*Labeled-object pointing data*
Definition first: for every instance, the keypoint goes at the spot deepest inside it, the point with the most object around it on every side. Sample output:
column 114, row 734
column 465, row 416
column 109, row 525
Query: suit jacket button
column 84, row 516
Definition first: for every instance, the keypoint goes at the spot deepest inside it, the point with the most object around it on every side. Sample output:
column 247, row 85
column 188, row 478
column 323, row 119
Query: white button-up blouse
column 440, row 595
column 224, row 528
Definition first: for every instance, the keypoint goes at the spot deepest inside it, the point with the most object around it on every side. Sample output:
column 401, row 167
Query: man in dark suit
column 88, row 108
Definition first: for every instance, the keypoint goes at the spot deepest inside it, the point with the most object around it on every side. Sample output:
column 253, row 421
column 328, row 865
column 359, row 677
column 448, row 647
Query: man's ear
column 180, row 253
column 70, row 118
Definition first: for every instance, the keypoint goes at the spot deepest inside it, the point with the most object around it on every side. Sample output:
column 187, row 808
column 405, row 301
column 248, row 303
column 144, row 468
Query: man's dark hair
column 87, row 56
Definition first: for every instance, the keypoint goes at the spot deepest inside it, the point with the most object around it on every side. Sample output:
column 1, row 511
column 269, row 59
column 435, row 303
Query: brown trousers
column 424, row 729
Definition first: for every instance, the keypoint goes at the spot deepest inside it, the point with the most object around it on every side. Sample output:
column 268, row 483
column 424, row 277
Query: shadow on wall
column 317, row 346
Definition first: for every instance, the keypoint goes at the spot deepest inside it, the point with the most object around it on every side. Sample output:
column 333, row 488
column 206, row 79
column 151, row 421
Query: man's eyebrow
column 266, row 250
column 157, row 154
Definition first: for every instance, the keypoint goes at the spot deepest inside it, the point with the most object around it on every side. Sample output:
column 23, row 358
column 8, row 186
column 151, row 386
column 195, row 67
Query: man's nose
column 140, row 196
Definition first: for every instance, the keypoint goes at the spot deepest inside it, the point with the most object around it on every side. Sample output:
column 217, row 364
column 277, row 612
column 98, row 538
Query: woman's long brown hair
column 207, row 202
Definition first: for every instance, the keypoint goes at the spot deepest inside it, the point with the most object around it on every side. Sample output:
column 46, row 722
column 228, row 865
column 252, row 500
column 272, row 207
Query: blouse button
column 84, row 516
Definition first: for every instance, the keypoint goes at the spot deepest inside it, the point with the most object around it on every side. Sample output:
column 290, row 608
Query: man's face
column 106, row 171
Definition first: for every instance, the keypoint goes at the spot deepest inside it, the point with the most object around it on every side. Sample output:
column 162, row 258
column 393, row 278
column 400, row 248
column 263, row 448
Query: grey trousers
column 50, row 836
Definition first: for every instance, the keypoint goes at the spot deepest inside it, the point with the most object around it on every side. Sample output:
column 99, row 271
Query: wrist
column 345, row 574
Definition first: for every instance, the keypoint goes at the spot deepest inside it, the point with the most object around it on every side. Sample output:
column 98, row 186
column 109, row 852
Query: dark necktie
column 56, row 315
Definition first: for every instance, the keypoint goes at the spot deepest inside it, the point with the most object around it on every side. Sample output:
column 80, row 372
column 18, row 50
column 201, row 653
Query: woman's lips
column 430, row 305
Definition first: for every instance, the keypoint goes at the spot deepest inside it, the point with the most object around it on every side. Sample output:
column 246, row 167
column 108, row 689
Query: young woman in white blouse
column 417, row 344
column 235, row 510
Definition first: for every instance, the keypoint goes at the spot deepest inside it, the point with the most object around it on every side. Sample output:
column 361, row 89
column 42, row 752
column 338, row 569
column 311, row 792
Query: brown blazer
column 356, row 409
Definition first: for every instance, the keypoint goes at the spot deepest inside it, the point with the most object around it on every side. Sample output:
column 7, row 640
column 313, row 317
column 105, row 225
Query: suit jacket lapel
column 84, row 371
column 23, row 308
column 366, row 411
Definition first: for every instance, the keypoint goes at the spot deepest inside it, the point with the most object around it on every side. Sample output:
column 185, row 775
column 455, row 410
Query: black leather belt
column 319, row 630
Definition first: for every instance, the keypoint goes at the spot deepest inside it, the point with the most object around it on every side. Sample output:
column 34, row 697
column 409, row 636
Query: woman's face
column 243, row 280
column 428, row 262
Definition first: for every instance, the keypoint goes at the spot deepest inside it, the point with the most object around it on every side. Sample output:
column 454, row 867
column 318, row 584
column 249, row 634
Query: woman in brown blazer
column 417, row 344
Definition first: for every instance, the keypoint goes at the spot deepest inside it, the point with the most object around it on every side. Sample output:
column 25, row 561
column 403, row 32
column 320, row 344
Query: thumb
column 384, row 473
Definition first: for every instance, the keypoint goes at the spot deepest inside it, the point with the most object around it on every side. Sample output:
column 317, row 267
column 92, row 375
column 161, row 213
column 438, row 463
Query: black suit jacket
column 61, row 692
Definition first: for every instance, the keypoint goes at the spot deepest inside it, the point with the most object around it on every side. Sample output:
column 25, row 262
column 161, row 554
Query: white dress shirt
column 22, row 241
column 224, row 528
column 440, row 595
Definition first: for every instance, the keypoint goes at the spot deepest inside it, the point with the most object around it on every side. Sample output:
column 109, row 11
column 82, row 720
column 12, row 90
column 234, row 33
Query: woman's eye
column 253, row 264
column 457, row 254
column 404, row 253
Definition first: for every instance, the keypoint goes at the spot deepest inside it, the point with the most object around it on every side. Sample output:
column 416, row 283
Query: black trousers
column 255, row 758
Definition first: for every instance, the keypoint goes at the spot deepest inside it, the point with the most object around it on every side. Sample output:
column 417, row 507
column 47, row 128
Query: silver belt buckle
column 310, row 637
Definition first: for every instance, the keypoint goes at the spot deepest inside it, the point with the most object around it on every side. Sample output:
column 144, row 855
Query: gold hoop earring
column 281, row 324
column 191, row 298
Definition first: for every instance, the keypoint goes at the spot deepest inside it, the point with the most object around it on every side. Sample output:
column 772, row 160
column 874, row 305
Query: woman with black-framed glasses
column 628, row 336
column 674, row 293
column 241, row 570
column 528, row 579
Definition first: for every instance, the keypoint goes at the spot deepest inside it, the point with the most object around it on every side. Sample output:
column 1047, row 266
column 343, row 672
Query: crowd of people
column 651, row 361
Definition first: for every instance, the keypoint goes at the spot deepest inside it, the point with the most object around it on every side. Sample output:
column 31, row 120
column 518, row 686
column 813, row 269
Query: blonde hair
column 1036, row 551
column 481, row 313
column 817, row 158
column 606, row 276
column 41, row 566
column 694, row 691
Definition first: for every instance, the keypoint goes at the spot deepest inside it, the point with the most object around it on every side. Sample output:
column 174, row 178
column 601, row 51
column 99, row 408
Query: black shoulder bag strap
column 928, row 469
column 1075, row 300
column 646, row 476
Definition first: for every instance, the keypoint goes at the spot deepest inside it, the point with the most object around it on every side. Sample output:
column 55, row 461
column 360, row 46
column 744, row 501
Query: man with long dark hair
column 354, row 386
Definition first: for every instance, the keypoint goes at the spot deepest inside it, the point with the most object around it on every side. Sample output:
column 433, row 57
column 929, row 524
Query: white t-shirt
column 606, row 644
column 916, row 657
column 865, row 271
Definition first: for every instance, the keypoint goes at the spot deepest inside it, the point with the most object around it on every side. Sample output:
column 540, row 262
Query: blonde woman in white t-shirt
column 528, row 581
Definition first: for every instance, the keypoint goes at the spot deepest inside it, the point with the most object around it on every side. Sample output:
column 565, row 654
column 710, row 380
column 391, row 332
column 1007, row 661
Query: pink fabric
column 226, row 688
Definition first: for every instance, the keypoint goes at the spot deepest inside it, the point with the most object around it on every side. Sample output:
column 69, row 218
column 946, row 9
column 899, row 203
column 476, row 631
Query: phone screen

*Work to do*
Set out every line of the data above as a numbered list, skipping any blank lines.

*Full output*
1. Definition first: for every instance, the keypoint goes at the spot deepest inside it, the point with the most object around it on every side. Sample output:
2. column 114, row 734
3. column 465, row 416
4. column 109, row 525
5. Query: suit jacket button
6. column 84, row 516
7. Definition first: for every instance, the keypoint goes at the spot deepest inside it, the point with the most object around it on every side. Sample output:
8. column 247, row 85
9. column 188, row 478
10. column 323, row 119
11. Query: white button-up blouse
12. column 440, row 595
13. column 224, row 528
14. Definition first: for every instance, the keypoint goes at the spot deepest inside it, the point with the most object around it on every side. Sample output:
15. column 401, row 167
16. Query: man in dark suit
17. column 88, row 108
18. Definition first: for every instance, the keypoint goes at the spot deepest inside it, the point with the most object around it on every side. Sample output:
19. column 253, row 421
20. column 328, row 865
21. column 359, row 677
22. column 448, row 647
23. Query: man's ear
24. column 180, row 253
25. column 70, row 118
26. Definition first: for every instance, the keypoint goes at the spot deepest inside it, the point with the most object around it on every side. Sample output:
27. column 187, row 808
28. column 405, row 301
29. column 248, row 303
30. column 144, row 468
31. Query: man's dark hair
32. column 87, row 56
33. Definition first: for every instance, the keypoint goes at the spot deepest inside it, the point with the most object around it on every side. Sample output:
34. column 1, row 511
35. column 269, row 59
36. column 435, row 303
37. Query: brown trousers
38. column 424, row 729
39. Definition first: for every instance, the keypoint goes at the spot deepest inside it, the point with the most object around it on every side. Sample output:
40. column 268, row 483
41. column 424, row 277
42. Query: shadow on wall
43. column 317, row 346
44. Definition first: for every instance, the keypoint goes at the spot deepest inside it, the point with the most object around it on every side. Sample output:
45. column 333, row 488
46. column 206, row 79
47. column 151, row 421
48. Query: man's eyebrow
49. column 266, row 250
50. column 157, row 154
51. Definition first: for every instance, the keypoint goes at the spot deepest inside it, the point with the most object around it on every side. Sample output:
52. column 23, row 358
53. column 8, row 186
54. column 151, row 386
55. column 195, row 67
56. Query: man's nose
57. column 140, row 196
58. Definition first: for every instance, the keypoint goes at the spot deepest inside it, the point with the most object around it on every side. Sample output:
59. column 217, row 364
60. column 277, row 612
61. column 98, row 538
62. Query: woman's long brown hair
63. column 207, row 202
64. Definition first: for every instance, the keypoint goes at the spot deepest inside it, the point with the most object around it on every side. Sample output:
65. column 46, row 722
66. column 228, row 865
67. column 252, row 500
68. column 272, row 207
69. Query: blouse button
70. column 84, row 516
71. Definition first: for every instance, the keypoint goes at the spot deepest inside it, the point with the most object around it on every side. Sample output:
72. column 290, row 608
73. Query: man's face
74. column 106, row 171
75. Definition first: for every instance, the keypoint goes at the spot deepest inside it, the point with the most object around it on every side. Sample output:
76. column 162, row 258
77. column 393, row 278
78. column 400, row 248
79. column 263, row 448
80. Query: grey trousers
81. column 50, row 836
82. Definition first: for every instance, the keypoint goes at the spot deepest inside it, the point with the most object around it on every side. Sample output:
83. column 99, row 271
84. Query: wrist
85. column 345, row 574
86. Definition first: for every instance, the keypoint goes at the spot deepest inside it, the point with the most object around it on every side. Sample output:
87. column 98, row 186
88. column 109, row 852
89. Query: dark necktie
90. column 56, row 315
91. Definition first: for every instance, the keypoint goes at the spot deepest inside it, the point with the most object around it on every side. Sample output:
92. column 80, row 372
93. column 18, row 50
94. column 201, row 653
95. Query: woman's lips
96. column 430, row 305
97. Definition first: for every instance, the keypoint goes at the spot deepest inside it, the point with the most object around it on every side. Sample output:
98. column 246, row 167
99. column 108, row 689
100. Query: young woman in white blouse
101. column 417, row 344
102. column 235, row 510
103. Definition first: for every instance, the keypoint goes at the spot deepest inside it, the point with the most object around it on every side. Sample output:
104. column 361, row 89
105. column 42, row 752
106. column 338, row 569
107. column 311, row 792
108. Query: brown blazer
109. column 356, row 409
110. Definition first: for every instance, the keypoint goes at the spot deepest inside it, the point with the most object around it on every side. Sample output:
111. column 7, row 640
112. column 313, row 317
113. column 105, row 225
114. Query: suit jacket lapel
115. column 84, row 371
116. column 23, row 308
117. column 366, row 411
118. Definition first: for every instance, the keypoint goes at the spot deepest inside it, the point with the most object around it on every side. Sample output:
119. column 185, row 775
120. column 455, row 410
121. Query: black leather belt
122. column 319, row 630
123. Definition first: for every instance, the keypoint goes at the spot deepest inside it, the point with the most object around it on every side. Sample output:
124. column 34, row 697
125. column 409, row 636
126. Query: woman's face
127. column 243, row 280
128. column 428, row 262
129. Definition first: for every instance, the keypoint goes at the spot deepest inside it, the point with the most object around it on every side. Sample output:
130. column 454, row 867
131. column 318, row 584
132. column 249, row 634
133. Query: woman in brown blazer
134. column 417, row 344
135. Definition first: for every instance, the keypoint goes at the spot deepest inside it, the point with the most object around it on every side. Sample output:
136. column 25, row 561
137. column 403, row 32
138. column 320, row 344
139. Query: thumb
140. column 384, row 473
141. Definition first: for every instance, the keypoint goes at the spot deepest inside it, the point with the most object around it on every side. Sample output:
142. column 317, row 267
143. column 92, row 375
144. column 161, row 213
145. column 438, row 463
146. Query: black suit jacket
147. column 61, row 692
148. Definition first: for every instance, the keypoint goes at the spot deepest inside it, the point with the most object around it on every side. Sample output:
149. column 25, row 262
150. column 161, row 554
151. Query: white dress shirt
152. column 22, row 241
153. column 224, row 528
154. column 440, row 595
155. Definition first: for every instance, the keypoint goes at the spot deepest inside it, the point with the most object around it on every side. Sample output:
156. column 109, row 11
157. column 82, row 720
158. column 12, row 90
159. column 234, row 33
160. Query: woman's eye
161. column 253, row 264
162. column 457, row 254
163. column 404, row 253
164. Definition first: for every instance, the keypoint goes at the spot deepest inside it, the point with the most object around it on every side. Sample output:
165. column 416, row 283
166. Query: black trousers
167. column 255, row 758
168. Definition first: for every instance, the keypoint goes at the spot deepest inside it, the point with the most object around it on every side. Sample output:
169. column 417, row 507
170. column 47, row 128
171. Query: silver belt buckle
172. column 310, row 637
173. Definition first: for every instance, the keypoint goes at the spot deepest inside it, the point with the most object around it on every side. Sample output:
174. column 144, row 855
175. Query: gold hoop earring
176. column 281, row 324
177. column 191, row 298
178. Definition first: for every instance, the keypoint goes at the spot deepest inside it, the point with the most object around it on every side. Sample output:
179. column 772, row 160
180. column 874, row 305
181. Query: woman with black-framed glasses
182. column 628, row 336
183. column 674, row 293
184. column 241, row 570
185. column 528, row 579
186. Definition first: for every instance, the keypoint goes at the spot deepest inside it, the point with the most object around it on every side. Sample output:
187. column 1047, row 266
188. column 343, row 672
189. Query: crowd of people
190. column 651, row 361
191. Definition first: for every instance, the keypoint goes at the spot deepest inside it, the point with the most object around it on every side. Sample output:
192. column 31, row 120
193. column 518, row 686
194. column 813, row 269
195. Query: blonde hair
196. column 1036, row 551
197. column 481, row 313
198. column 817, row 158
199. column 606, row 276
200. column 41, row 566
201. column 694, row 691
202. Definition first: for every instance, the keypoint goes at the spot deepest inside it, the point with the most object around it on every side. Sample output:
203. column 174, row 178
204. column 601, row 51
205. column 99, row 408
206. Query: black shoulder bag strap
207. column 928, row 469
208. column 1075, row 300
209. column 646, row 476
210. Definition first: for every instance, the keypoint goes at the spot deepest inside it, the point with the most object around it on every side. Sample output:
211. column 55, row 461
212. column 360, row 46
213. column 744, row 501
214. Query: man with long dark hair
215. column 354, row 386
216. Definition first: for every instance, the keypoint goes at the spot deepest inside it, the point with the most object around it on every side. Sample output:
217. column 433, row 57
218. column 929, row 524
219. Query: white t-shirt
220. column 606, row 644
221. column 916, row 657
222. column 865, row 271
223. Definition first: for every instance, the keypoint goes at the spot deepest inside it, the point with the most object around it on every side. Sample output:
224. column 540, row 262
225. Query: blonde woman in white t-shirt
226. column 528, row 581
227. Definition first: for every instance, the keypoint goes at the spot deepest inside it, the point with the most object around it on every side. Sample output:
228. column 565, row 654
229. column 710, row 380
230. column 391, row 332
231. column 1007, row 661
232. Query: pink fabric
233. column 226, row 688
234. Definition first: for every instance, the keypoint goes at the spot deepest inside it, the point with the most object around it on every side. Sample output:
235. column 69, row 218
236. column 946, row 9
237. column 899, row 203
238. column 476, row 631
239. Query: phone screen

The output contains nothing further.